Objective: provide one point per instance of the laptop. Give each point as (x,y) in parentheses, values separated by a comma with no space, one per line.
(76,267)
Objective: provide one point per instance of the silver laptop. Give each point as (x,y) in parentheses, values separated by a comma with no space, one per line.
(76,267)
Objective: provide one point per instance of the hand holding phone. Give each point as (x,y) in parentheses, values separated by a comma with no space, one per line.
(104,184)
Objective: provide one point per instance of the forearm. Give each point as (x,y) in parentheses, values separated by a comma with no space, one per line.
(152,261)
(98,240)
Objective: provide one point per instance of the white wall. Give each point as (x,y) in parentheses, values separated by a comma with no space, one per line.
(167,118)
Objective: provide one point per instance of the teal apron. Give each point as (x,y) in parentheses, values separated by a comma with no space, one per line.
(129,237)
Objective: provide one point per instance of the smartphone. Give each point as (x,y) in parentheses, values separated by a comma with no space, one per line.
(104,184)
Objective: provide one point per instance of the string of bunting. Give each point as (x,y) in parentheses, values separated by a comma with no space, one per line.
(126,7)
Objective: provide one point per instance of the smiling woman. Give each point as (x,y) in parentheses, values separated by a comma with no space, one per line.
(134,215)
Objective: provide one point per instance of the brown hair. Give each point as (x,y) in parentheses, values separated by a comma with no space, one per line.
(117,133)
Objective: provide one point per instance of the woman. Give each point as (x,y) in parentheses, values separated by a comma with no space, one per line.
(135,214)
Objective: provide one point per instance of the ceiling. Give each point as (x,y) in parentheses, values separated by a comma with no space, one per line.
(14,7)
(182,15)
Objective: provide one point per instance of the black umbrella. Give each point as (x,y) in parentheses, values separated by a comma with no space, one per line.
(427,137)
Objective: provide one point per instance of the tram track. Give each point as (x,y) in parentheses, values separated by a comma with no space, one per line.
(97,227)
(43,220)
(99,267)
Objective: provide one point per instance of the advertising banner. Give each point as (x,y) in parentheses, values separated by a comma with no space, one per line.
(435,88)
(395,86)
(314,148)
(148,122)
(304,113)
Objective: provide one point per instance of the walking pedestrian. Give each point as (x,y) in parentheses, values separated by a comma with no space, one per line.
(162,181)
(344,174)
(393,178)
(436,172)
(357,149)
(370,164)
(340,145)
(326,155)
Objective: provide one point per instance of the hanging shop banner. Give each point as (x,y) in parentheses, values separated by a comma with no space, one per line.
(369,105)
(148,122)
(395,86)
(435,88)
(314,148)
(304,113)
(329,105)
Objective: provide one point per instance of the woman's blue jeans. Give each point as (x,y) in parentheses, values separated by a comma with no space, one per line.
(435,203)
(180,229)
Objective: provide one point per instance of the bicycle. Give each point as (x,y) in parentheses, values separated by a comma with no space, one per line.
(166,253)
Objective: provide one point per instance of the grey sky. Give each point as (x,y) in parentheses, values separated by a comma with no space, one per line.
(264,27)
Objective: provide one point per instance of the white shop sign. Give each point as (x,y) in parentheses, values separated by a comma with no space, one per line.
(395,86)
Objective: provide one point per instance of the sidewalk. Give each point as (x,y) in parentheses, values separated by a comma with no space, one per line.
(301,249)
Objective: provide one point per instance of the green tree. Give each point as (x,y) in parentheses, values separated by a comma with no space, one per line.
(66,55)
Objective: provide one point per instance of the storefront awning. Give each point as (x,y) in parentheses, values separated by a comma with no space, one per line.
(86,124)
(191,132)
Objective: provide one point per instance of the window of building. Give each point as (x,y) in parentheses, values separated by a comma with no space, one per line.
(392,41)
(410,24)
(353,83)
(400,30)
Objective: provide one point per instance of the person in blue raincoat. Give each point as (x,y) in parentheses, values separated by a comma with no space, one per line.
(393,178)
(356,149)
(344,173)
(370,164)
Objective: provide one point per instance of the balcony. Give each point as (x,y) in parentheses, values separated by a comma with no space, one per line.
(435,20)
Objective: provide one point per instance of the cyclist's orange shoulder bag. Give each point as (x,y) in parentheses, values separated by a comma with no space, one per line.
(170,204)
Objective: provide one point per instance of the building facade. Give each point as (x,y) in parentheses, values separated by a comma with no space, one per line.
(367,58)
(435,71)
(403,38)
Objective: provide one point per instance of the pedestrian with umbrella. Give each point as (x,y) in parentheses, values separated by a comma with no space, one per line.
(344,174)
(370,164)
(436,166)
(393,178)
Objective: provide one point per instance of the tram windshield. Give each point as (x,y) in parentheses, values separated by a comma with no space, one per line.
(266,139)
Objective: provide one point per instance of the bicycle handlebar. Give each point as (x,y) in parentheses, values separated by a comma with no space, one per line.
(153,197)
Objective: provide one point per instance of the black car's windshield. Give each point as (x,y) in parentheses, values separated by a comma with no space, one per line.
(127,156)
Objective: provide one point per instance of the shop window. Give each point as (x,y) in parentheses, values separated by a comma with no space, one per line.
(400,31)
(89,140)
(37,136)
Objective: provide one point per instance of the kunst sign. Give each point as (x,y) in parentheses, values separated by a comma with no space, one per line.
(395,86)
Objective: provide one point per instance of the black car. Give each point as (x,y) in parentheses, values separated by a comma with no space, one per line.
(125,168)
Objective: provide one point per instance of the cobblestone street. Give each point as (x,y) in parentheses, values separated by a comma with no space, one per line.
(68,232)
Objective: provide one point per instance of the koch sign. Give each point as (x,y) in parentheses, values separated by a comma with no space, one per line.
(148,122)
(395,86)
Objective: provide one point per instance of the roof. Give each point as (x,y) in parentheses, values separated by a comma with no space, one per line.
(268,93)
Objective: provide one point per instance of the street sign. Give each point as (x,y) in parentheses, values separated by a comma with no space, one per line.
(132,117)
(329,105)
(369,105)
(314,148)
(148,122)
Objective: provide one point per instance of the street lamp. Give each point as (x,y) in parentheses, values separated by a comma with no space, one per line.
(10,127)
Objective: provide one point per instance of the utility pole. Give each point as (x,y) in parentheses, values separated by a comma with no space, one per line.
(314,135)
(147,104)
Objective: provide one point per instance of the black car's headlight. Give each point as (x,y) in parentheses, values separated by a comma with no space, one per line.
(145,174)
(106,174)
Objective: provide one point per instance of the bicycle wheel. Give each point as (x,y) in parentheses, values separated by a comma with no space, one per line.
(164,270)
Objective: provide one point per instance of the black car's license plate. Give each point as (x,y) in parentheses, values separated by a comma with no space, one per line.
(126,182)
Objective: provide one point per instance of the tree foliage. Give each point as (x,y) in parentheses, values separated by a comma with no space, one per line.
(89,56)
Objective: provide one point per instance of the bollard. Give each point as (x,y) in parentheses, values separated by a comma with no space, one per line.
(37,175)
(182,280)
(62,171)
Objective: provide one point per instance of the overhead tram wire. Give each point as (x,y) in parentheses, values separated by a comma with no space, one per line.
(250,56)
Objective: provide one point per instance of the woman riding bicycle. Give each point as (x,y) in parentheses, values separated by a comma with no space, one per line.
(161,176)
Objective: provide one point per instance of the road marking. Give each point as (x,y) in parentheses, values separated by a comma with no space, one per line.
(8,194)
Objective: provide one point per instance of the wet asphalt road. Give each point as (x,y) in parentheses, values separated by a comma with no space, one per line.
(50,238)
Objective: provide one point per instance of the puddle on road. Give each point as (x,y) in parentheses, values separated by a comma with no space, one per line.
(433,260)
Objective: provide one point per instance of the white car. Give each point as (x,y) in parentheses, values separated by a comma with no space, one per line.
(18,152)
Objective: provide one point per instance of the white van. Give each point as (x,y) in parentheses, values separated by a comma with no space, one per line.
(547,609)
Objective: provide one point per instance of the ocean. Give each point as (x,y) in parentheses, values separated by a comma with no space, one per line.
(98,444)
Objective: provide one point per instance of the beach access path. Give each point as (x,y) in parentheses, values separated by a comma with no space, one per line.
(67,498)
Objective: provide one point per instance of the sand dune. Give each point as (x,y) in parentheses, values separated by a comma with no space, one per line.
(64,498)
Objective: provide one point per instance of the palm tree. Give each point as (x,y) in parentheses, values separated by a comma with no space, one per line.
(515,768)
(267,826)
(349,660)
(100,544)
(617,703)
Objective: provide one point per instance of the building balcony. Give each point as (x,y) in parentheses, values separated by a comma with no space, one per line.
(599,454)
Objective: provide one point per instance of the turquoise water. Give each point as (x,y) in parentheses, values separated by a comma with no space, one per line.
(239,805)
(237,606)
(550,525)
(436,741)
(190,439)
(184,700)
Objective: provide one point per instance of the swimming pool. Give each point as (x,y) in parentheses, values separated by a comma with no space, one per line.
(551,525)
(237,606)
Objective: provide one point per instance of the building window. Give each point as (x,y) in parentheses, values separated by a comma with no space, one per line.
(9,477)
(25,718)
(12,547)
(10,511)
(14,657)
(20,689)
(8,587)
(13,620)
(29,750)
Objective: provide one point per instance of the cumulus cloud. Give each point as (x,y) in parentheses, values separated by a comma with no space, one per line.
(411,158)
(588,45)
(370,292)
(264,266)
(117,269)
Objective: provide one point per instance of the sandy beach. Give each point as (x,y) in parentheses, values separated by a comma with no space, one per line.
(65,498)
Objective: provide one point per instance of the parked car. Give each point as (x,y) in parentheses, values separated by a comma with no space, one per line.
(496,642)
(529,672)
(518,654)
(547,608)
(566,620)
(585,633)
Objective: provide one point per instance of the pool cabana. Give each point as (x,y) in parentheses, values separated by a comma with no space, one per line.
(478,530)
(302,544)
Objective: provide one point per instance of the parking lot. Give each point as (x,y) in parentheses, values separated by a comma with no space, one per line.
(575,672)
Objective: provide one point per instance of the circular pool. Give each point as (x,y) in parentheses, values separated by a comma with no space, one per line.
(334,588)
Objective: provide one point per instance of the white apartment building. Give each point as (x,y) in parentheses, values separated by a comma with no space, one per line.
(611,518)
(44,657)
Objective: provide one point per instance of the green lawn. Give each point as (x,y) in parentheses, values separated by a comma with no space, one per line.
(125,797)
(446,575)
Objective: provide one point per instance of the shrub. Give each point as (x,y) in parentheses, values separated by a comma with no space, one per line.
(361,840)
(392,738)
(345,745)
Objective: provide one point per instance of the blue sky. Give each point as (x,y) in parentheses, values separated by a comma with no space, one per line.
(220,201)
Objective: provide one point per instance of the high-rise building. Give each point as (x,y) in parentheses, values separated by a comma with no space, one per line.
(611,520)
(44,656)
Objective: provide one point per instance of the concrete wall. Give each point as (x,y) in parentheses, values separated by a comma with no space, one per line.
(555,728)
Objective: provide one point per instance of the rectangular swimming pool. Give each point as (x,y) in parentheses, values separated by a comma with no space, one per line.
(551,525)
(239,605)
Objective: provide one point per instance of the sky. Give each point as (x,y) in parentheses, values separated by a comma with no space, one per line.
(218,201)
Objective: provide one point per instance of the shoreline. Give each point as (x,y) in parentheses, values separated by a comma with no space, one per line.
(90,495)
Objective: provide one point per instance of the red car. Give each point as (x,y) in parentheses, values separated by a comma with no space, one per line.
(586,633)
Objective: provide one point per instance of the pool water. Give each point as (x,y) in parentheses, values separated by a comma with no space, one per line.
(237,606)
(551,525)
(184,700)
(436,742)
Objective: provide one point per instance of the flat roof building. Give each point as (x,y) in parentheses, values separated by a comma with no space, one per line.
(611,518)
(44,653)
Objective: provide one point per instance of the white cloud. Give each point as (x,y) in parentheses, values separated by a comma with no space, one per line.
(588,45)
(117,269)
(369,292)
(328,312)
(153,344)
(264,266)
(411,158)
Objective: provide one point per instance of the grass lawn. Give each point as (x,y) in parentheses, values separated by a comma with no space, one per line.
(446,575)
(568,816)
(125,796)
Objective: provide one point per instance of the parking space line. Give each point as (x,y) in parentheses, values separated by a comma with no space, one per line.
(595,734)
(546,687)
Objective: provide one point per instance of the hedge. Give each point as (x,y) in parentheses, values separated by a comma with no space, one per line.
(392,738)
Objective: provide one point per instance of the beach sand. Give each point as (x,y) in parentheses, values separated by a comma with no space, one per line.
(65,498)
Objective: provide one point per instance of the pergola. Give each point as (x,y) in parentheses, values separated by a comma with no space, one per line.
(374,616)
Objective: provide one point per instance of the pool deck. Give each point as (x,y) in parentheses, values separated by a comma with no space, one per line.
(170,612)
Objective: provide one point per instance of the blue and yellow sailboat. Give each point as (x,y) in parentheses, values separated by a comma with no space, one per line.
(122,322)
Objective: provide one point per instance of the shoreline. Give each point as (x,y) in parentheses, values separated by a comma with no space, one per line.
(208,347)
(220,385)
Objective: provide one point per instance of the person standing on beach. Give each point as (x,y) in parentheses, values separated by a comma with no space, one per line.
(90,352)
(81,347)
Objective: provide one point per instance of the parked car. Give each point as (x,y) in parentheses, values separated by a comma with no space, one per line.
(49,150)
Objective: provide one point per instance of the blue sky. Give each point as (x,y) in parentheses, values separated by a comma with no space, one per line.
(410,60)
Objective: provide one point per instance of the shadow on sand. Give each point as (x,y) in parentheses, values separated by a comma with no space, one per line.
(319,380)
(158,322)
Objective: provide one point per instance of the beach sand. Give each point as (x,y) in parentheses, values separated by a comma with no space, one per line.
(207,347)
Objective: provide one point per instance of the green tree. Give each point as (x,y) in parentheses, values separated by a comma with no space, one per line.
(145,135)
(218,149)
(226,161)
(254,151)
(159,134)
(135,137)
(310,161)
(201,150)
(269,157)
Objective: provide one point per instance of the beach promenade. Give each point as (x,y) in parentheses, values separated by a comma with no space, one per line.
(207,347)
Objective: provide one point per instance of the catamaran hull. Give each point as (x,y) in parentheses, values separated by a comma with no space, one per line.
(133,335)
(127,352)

WRITTEN TASK = Quote exactly and only the lines from the one holding "Objective: provide one point per instance of the person standing" through the end of the data.

ANSWER TO THE EXERCISE =
Objective: provide one point per instance of the person standing on beach. Give each point as (x,y) in parentheses, values separated by a comma with no space, one per line.
(90,352)
(81,347)
Objective: provide one point per instance of the parked car. Give each point as (x,y) in parentheses, values separated by a comma with no space, one per line.
(49,150)
Objective: provide one point per instance of the blue sky. Give each point as (x,y) in parentheses, values separated by a comma with no space, one per line.
(410,60)
Objective: provide one point per instance of the shadow on sand. Give each point as (x,y) in parentheses, values separated by a comma with no space, one per line.
(319,380)
(158,322)
Objective: provide one point per instance of the beach sand. Give each point as (x,y) in parentheses, values separated by a comma with no space, one per line.
(207,347)
Objective: provide one point per instance of the green tree. Give each point as (x,y) in parentheses, values separated by a comma with no space, one per line.
(145,135)
(218,149)
(226,161)
(254,151)
(159,134)
(135,137)
(310,161)
(201,150)
(269,157)
Objective: provide one point per instance of the beach promenade. Give each point as (x,y) in parentheses, values separated by a comma with no space, one per line.
(207,347)
Objective: provide one point per instance of the catamaran hull. Give each point as (x,y) in parentheses, values separated by a comma with no space, one per line.
(133,335)
(127,352)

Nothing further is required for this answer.